[Dataset rows]
■ ■ ■ ■ ■ ■ ■

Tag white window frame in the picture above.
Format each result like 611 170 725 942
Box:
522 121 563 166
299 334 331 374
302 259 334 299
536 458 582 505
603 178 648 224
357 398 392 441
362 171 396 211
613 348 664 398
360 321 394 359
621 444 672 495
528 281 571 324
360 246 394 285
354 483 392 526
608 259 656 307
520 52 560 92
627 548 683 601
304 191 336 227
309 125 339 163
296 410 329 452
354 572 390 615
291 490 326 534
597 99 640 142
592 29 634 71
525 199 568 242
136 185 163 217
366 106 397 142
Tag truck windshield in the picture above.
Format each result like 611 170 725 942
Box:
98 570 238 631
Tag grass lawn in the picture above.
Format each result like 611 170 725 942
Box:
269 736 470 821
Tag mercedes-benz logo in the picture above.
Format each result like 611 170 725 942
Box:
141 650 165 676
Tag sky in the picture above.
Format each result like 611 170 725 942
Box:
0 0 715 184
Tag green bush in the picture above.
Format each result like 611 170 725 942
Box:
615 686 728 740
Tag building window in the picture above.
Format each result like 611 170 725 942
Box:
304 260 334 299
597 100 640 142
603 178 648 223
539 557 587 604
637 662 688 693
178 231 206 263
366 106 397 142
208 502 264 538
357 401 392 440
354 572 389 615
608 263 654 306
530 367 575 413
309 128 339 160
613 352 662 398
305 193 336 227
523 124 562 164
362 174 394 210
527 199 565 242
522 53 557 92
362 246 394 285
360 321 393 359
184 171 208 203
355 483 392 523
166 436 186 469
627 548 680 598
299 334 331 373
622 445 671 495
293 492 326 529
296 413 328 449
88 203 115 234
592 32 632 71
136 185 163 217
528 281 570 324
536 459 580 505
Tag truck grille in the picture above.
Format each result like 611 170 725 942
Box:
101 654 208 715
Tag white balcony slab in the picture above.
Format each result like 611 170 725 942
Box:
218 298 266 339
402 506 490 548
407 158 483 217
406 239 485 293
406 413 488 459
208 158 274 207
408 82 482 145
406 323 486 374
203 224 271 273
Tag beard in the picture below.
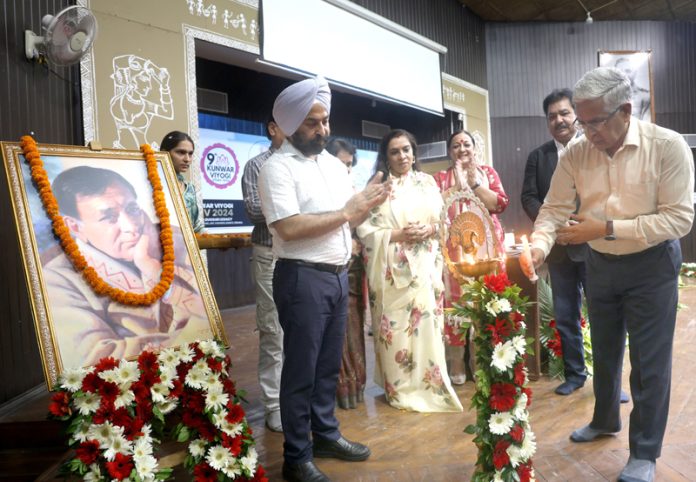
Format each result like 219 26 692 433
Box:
288 132 328 157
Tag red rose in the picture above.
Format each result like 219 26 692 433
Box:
488 383 517 412
193 462 217 482
222 433 244 457
225 403 244 423
106 453 133 480
483 273 510 294
138 351 159 373
522 387 532 406
493 440 510 470
75 440 99 465
513 362 526 387
206 358 222 373
510 424 524 443
48 392 72 417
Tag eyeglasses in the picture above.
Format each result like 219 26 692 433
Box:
575 105 623 132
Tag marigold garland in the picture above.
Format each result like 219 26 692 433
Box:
20 136 174 306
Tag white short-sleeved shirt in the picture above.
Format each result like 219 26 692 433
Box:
259 140 354 265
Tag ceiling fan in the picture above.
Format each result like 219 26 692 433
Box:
578 0 619 23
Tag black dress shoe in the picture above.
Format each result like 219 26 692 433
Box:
283 460 331 482
554 381 585 395
313 437 370 462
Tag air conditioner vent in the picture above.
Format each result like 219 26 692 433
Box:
196 87 229 114
362 121 391 139
418 141 447 162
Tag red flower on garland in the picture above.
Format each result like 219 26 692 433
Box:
75 440 99 465
510 424 524 443
488 383 517 412
106 453 133 480
493 440 510 470
512 362 527 387
48 392 72 417
193 462 217 482
517 460 534 482
483 273 510 294
225 403 244 423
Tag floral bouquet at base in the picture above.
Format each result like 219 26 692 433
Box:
49 340 267 482
448 273 536 482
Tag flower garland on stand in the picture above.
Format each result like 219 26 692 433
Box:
20 136 174 306
49 340 268 482
538 279 594 380
448 273 536 482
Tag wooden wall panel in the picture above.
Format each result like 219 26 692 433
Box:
486 22 696 261
0 0 82 404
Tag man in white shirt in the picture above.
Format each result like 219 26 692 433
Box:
259 78 389 482
520 67 694 481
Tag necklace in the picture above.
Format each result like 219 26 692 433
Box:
20 136 174 306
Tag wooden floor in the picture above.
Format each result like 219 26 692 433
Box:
0 284 696 482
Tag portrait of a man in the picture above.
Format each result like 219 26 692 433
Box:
2 149 225 378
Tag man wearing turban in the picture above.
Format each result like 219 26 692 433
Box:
259 77 389 482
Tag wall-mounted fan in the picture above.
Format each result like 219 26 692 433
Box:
24 6 97 65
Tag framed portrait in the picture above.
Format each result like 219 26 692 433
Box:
1 143 227 389
598 50 655 122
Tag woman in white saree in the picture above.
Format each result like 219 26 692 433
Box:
357 130 462 412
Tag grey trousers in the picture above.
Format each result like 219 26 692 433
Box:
251 244 283 413
586 241 682 460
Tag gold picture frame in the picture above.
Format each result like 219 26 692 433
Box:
597 50 655 122
0 142 228 389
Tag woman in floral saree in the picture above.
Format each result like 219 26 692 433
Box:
357 130 462 412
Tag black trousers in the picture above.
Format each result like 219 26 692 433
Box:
273 260 348 464
586 241 682 460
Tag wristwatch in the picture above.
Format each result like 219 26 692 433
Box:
604 221 616 241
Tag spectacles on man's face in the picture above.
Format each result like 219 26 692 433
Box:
575 105 622 132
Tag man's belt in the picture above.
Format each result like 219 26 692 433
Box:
278 258 348 274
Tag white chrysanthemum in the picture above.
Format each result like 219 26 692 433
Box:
203 373 224 392
160 367 177 390
114 387 135 408
179 345 196 363
59 368 87 393
82 464 102 482
115 360 140 385
486 298 512 316
239 447 258 477
205 445 234 470
220 420 244 437
189 438 206 457
205 388 230 411
74 392 101 415
133 455 157 480
157 348 180 368
104 436 133 461
511 335 527 355
198 340 225 358
150 383 169 403
488 412 514 435
157 397 179 415
512 392 529 422
133 437 152 458
491 341 517 372
520 430 536 460
222 463 242 479
72 420 90 442
506 444 523 467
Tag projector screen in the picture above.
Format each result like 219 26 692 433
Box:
261 0 446 115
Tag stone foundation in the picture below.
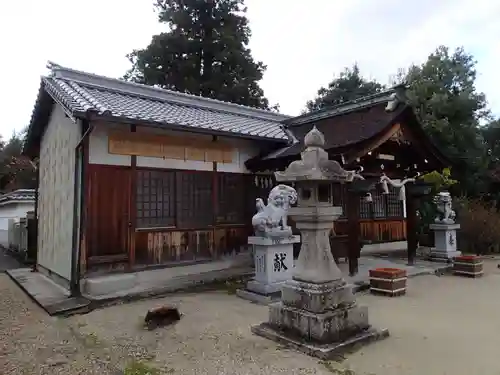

■ ■ ■ ■ ■ ■ ■

What you need to do: Format the lines above as a JSON list of strings, one string per line, with blank lines left out. Omit the pictures from the list.

Output of the task:
[
  "Tag white window frame in the picture above.",
  "Format each result like 611 170 725 942",
  "Box:",
  "522 121 563 166",
  "299 334 331 374",
  "302 259 334 299",
  "536 458 582 505",
  "603 178 648 224",
  "357 398 392 441",
  "362 171 396 211",
  "613 348 664 398",
  "360 321 394 359",
  "621 444 672 495",
  "528 281 571 324",
  "360 246 394 285",
  "354 483 392 526",
  "608 259 656 307",
  "520 52 560 92",
  "627 548 683 601",
  "304 191 336 227",
  "309 125 339 163",
  "296 410 329 452",
  "354 572 390 615",
  "291 490 326 534",
  "597 99 640 142",
  "592 29 634 71",
  "525 199 568 242",
  "136 185 163 217",
  "366 106 397 142",
  "Tag truck windshield in the picture above.",
  "Format each result like 611 170 725 942",
  "Box:",
  "98 570 238 631",
  "Tag grass lawn in the picture above.",
  "Format each result like 611 170 725 942",
  "Box:",
  "269 736 470 821",
  "Tag mercedes-benz logo in the picture above.",
  "Format each result like 611 170 725 942",
  "Box:",
  "141 650 165 676",
  "Tag sky in the picture above.",
  "Format each result like 611 170 725 942",
  "Box:",
  "0 0 715 184",
  "Tag green bush in the picture above.",
  "Format each result like 611 170 725 942",
  "Box:",
  "615 686 728 740",
  "Tag building window in the picture above.",
  "Format each result like 611 170 725 942",
  "Box:",
  "304 260 334 299",
  "597 100 640 142",
  "603 178 648 223",
  "539 557 587 604",
  "637 662 688 693",
  "178 231 206 263",
  "366 106 397 142",
  "208 502 264 538",
  "357 401 392 440",
  "354 572 389 615",
  "608 263 654 306",
  "530 367 575 413",
  "309 128 339 160",
  "613 352 662 398",
  "305 193 336 227",
  "523 124 562 164",
  "362 174 394 210",
  "527 199 565 242",
  "522 53 557 92",
  "362 246 394 285",
  "360 321 393 359",
  "184 171 208 203",
  "355 483 392 523",
  "166 436 186 469",
  "627 548 680 598",
  "299 334 331 373",
  "622 445 671 495",
  "293 492 326 529",
  "296 413 328 449",
  "88 203 115 234",
  "592 32 632 71",
  "136 185 163 217",
  "528 281 570 324",
  "536 459 580 505",
  "Tag truck grille in the picture above.",
  "Format each result like 611 170 725 942",
  "Box:",
  "101 654 208 715",
  "Tag white balcony slab in the picture above.",
  "Format each result like 611 170 725 942",
  "Box:",
  "218 298 266 339",
  "402 506 490 548",
  "407 158 483 217",
  "406 239 485 293",
  "406 413 488 459",
  "208 158 274 207",
  "408 82 482 145",
  "406 323 486 374",
  "203 224 271 273",
  "Tag beard in the picture below.",
  "Format each result like 219 26 692 433",
  "Box:",
  "288 132 328 157",
  "Tag red rose in the picture above.",
  "Format each result like 219 26 692 433",
  "Box:",
  "488 383 517 412",
  "193 462 217 482",
  "222 433 244 457",
  "225 403 244 423",
  "106 453 133 480",
  "483 273 510 294",
  "138 351 159 373",
  "522 387 532 406",
  "493 440 510 470",
  "75 440 99 465",
  "513 362 526 387",
  "206 358 222 373",
  "510 424 524 443",
  "48 392 72 417",
  "Tag eyeglasses in the picture above.",
  "Format each result like 219 26 692 433",
  "Box:",
  "575 105 623 132",
  "Tag marigold garland in the picture above.",
  "Format each result like 219 26 692 433",
  "Box:",
  "20 136 174 306",
  "Tag white short-sleeved shirt in the picture above.",
  "Format each result like 219 26 692 433",
  "Box:",
  "259 140 354 265",
  "Tag ceiling fan in the picture above.",
  "Format each result like 219 26 692 433",
  "Box:",
  "578 0 619 23",
  "Tag black dress shoe in the picture above.",
  "Format each result like 219 26 692 433",
  "Box:",
  "283 460 331 482",
  "554 381 585 395",
  "313 437 370 462",
  "Tag air conditioner vent in the picture above.",
  "Format each result like 219 26 692 433",
  "Box:",
  "196 87 229 114",
  "362 121 391 139",
  "418 141 447 162",
  "Tag red flower on garland in the picture above.",
  "Format each result like 219 26 692 433",
  "Box:",
  "75 440 99 465",
  "510 424 524 443",
  "488 383 517 412",
  "106 453 133 480",
  "493 440 510 470",
  "512 362 527 387",
  "48 392 72 417",
  "193 462 217 482",
  "517 460 534 482",
  "483 273 510 294",
  "225 403 244 423",
  "Tag floral bouquet at base in the picture above.",
  "Format each result like 219 26 692 433",
  "Box:",
  "49 340 267 482",
  "448 273 536 482",
  "Tag flower garland on stand in the picture above.",
  "Format each result like 219 26 692 433",
  "Box:",
  "20 136 174 306",
  "49 340 268 482",
  "538 279 594 380",
  "448 273 536 482",
  "Tag wooden wall panel in the picture above.",
  "Format each result like 219 26 692 433",
  "Box:",
  "486 22 696 261",
  "0 0 82 404",
  "Tag man in white shirt in the picture above.",
  "Format each result like 219 26 692 433",
  "Box:",
  "259 78 389 482",
  "520 67 694 481",
  "Tag necklace in the picture above.",
  "Format each result like 219 26 692 433",
  "Box:",
  "20 136 174 306",
  "Tag wooden floor in the picture above.",
  "Format each result like 219 26 692 433",
  "Box:",
  "0 284 696 482",
  "Tag portrait of a man in the picture above.",
  "Format each result like 219 26 692 433",
  "Box:",
  "2 149 225 378",
  "Tag man wearing turban in the picture above.",
  "Format each result like 219 26 692 433",
  "Box:",
  "259 77 389 482",
  "Tag wall-mounted fan in the picture above.",
  "Format each result like 219 26 692 433",
  "Box:",
  "24 6 97 65",
  "Tag framed portrait in the picture above.",
  "Format each result like 219 26 692 433",
  "Box:",
  "1 143 227 389",
  "598 50 655 122",
  "Tag woman in white saree in the picture above.",
  "Format each result like 219 26 692 433",
  "Box:",
  "357 130 462 412",
  "Tag grey trousers in the picture above.",
  "Format each result like 219 26 692 433",
  "Box:",
  "251 244 283 413",
  "586 241 682 460",
  "Tag gold picture frame in the picture above.",
  "Format each result like 219 26 692 433",
  "Box:",
  "597 50 655 122",
  "0 142 228 389",
  "Tag woman in floral saree in the picture above.",
  "Format each result like 219 26 692 433",
  "Box:",
  "357 130 462 412",
  "Tag black trousers in the picture above.",
  "Format each result like 219 26 692 433",
  "Box:",
  "273 260 348 464",
  "586 241 682 460",
  "Tag wristwatch in the picture above.",
  "Format each result like 219 26 692 433",
  "Box:",
  "604 221 616 241",
  "Tag spectacles on man's face in the picture above.",
  "Format each result like 219 26 692 433",
  "Box:",
  "575 105 622 132",
  "Tag man's belt in the picture above.",
  "Format each result like 219 26 692 433",
  "Box:",
  "278 258 348 274",
  "Tag white chrysanthemum in the picture above.",
  "Format each result like 219 26 692 433",
  "Box:",
  "203 373 224 392",
  "160 367 177 390",
  "114 387 135 408",
  "179 345 196 363",
  "59 368 87 393",
  "82 464 102 482",
  "115 360 140 385",
  "486 298 512 316",
  "239 447 258 477",
  "205 445 234 470",
  "220 420 244 437",
  "189 438 206 457",
  "205 388 230 411",
  "74 392 101 415",
  "133 455 157 480",
  "157 348 180 368",
  "104 436 133 461",
  "511 335 527 355",
  "198 340 225 358",
  "150 383 169 403",
  "488 412 514 435",
  "157 397 179 415",
  "512 392 529 422",
  "133 437 152 458",
  "491 341 517 372",
  "520 430 536 460",
  "222 463 242 479",
  "72 420 90 442",
  "506 444 523 467",
  "Tag projector screen in the picture above.",
  "Format each result like 219 26 692 433",
  "Box:",
  "261 0 446 115",
  "Tag stone foundation in the picture below."
]